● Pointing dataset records
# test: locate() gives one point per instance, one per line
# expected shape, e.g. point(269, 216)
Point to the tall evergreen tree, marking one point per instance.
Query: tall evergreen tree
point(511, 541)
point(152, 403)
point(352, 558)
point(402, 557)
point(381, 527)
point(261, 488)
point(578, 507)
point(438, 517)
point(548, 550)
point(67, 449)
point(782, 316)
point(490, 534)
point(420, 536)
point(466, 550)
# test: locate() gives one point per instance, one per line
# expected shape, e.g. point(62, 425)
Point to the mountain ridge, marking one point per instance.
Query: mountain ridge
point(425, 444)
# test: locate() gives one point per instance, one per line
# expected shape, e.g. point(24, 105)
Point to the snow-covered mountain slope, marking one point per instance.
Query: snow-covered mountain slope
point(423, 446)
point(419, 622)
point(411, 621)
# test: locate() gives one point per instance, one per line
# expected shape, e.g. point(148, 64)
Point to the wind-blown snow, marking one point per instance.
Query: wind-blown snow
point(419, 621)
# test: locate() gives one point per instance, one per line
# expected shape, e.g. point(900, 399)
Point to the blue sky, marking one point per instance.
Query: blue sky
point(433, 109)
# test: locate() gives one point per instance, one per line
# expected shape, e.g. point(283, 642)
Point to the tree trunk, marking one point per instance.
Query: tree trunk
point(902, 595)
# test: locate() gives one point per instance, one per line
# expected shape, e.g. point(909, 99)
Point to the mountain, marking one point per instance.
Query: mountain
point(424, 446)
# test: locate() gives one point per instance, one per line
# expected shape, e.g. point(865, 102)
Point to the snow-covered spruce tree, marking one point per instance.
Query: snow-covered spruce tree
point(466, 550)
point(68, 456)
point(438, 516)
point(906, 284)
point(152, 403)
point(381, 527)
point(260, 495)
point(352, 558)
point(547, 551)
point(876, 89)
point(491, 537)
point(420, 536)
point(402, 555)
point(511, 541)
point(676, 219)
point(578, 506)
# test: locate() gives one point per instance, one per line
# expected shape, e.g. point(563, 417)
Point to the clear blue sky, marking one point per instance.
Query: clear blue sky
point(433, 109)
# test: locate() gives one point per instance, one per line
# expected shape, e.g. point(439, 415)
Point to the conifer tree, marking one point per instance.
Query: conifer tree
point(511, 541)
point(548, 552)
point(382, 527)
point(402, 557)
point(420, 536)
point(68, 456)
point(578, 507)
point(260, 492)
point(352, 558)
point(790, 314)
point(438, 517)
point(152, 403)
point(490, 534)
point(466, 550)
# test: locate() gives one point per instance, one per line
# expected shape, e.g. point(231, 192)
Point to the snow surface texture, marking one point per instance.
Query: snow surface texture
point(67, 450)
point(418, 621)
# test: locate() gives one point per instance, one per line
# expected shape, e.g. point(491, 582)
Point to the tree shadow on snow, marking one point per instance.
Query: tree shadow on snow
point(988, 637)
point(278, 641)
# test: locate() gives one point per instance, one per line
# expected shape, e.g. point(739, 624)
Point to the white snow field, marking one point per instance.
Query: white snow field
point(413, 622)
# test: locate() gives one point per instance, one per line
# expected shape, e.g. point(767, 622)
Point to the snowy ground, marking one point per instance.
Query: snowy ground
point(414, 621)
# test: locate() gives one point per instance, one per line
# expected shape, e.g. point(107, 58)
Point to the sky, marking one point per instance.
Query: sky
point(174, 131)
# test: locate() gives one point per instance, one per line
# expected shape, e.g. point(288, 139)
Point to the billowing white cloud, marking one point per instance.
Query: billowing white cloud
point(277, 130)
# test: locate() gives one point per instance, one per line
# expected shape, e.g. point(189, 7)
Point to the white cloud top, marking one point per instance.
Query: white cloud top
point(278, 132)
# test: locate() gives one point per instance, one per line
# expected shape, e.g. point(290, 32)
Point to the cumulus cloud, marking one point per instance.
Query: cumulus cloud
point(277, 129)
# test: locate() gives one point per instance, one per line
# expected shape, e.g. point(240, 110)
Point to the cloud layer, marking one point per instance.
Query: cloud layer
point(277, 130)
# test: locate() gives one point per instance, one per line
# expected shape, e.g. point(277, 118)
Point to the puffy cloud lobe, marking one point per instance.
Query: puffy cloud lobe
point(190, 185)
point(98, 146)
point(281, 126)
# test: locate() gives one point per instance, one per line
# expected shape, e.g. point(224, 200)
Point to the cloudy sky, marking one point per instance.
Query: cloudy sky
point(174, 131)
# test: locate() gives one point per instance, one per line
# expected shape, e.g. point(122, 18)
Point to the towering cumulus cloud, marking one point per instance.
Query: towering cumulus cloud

● Aim
Output the listing above exactly as it appears.

● Task result
# test: locate() gives one point per instance, one per line
# expected shape, e.g. point(269, 216)
Point to the tall evergreen tree, marking one point per instance.
Query: tall evergreen tree
point(511, 541)
point(152, 403)
point(352, 558)
point(402, 557)
point(381, 527)
point(261, 488)
point(578, 507)
point(438, 517)
point(548, 550)
point(67, 449)
point(782, 316)
point(490, 534)
point(420, 536)
point(466, 550)
# test: locate() gives one point per instance, one per line
# expected shape, e.g. point(62, 425)
Point to the mountain ridge, marking one point per instance.
Query: mountain ridge
point(425, 444)
# test: locate() gives one point per instance, one per line
# expected shape, e.g. point(24, 105)
Point to the snow-covered mountain slope, marking one point per instance.
Query: snow-covered mountain slope
point(423, 446)
point(419, 622)
point(411, 621)
# test: locate() gives one point per instance, one per line
# expected shape, e.g. point(148, 64)
Point to the wind-blown snow, marking one point per instance.
Query: wind-blown snow
point(419, 621)
# test: locate() gives one point per instance, one per line
# expected shape, e.g. point(900, 399)
Point to the blue sky, marking one point per instance.
Query: blue sky
point(433, 109)
# test: locate() gives one point per instance, one per line
# expected shape, e.g. point(283, 642)
Point to the tree trunk, marking one point per instance.
Query: tree trunk
point(902, 595)
# test: locate() gives one point per instance, one per line
# expected shape, e.g. point(909, 99)
Point to the mountain, marking one point per instance.
Query: mountain
point(424, 446)
# test: locate() gives one point per instance, one per line
# expected shape, e.g. point(865, 102)
Point to the snow-covered spruce tree, marking one point per instance.
Query: snow-covered spruce tree
point(466, 550)
point(68, 456)
point(438, 516)
point(906, 284)
point(152, 403)
point(381, 527)
point(260, 495)
point(352, 558)
point(547, 551)
point(876, 89)
point(491, 537)
point(420, 536)
point(402, 555)
point(511, 541)
point(676, 219)
point(578, 506)
# test: locate() gives one point per instance, one per line
# expected shape, e.g. point(563, 417)
Point to the clear blue sky, marking one point per instance.
Query: clear blue sky
point(433, 109)
# test: locate() gives one point per instance, one per line
# expected shape, e.g. point(439, 415)
Point to the conifer tree, marking one point per instance.
Query: conifer tree
point(511, 541)
point(548, 552)
point(382, 527)
point(402, 557)
point(420, 536)
point(68, 456)
point(578, 507)
point(260, 492)
point(352, 558)
point(790, 314)
point(438, 517)
point(152, 403)
point(490, 534)
point(466, 550)
# test: locate() gives one point per instance, one per line
# expected shape, e.g. point(231, 192)
Point to the snow surface texture, marking one point per instance.
Query: snow surface texture
point(67, 450)
point(418, 621)
# test: locate() gives one point per instance, one per line
# expected shape, e.g. point(491, 582)
Point to the tree shadow on snow, marking one point per instance.
Query: tree shadow on snow
point(988, 637)
point(278, 641)
# test: locate() gives one point per instance, one per line
# expected shape, e.g. point(739, 624)
Point to the white snow field, marking one point per instance.
Query: white snow field
point(413, 622)
# test: locate() gives one point per instance, one per line
# expected shape, e.g. point(767, 622)
Point to the snowy ground, marking one point per instance.
Query: snowy ground
point(414, 621)
# test: locate() gives one point per instance, one per line
# expected shape, e.g. point(107, 58)
Point to the sky, marking one point per instance.
Query: sky
point(174, 131)
# test: locate() gives one point per instance, one per line
# expected shape, e.g. point(288, 139)
Point to the billowing white cloud, marking one point per instance.
Query: billowing white cloud
point(277, 130)
# test: locate() gives one point per instance, one per line
# expected shape, e.g. point(189, 7)
Point to the white cloud top, marking one point per instance.
Query: white cloud top
point(278, 132)
# test: locate() gives one point per instance, one per line
# expected shape, e.g. point(290, 32)
Point to the cumulus cloud, marking one point per instance.
Query: cumulus cloud
point(277, 129)
# test: locate() gives one point per instance, one per line
# expected shape, e.g. point(240, 110)
Point to the cloud layer, marking one point per instance.
Query: cloud layer
point(277, 130)
# test: locate() gives one point per instance, one per line
# expected shape, e.g. point(277, 118)
Point to the puffy cloud lobe, marking one point per instance.
Query: puffy cloud lobe
point(190, 185)
point(98, 146)
point(281, 126)
# test: locate() gives one point per instance, one per line
# expected shape, e.g. point(224, 200)
Point to the cloudy sky, marking one point per instance.
Query: cloudy sky
point(174, 131)
# test: locate() gives one point per instance, one per line
# expected shape, e.g. point(122, 18)
Point to the towering cumulus cloud, marking one point per instance.
Query: towering cumulus cloud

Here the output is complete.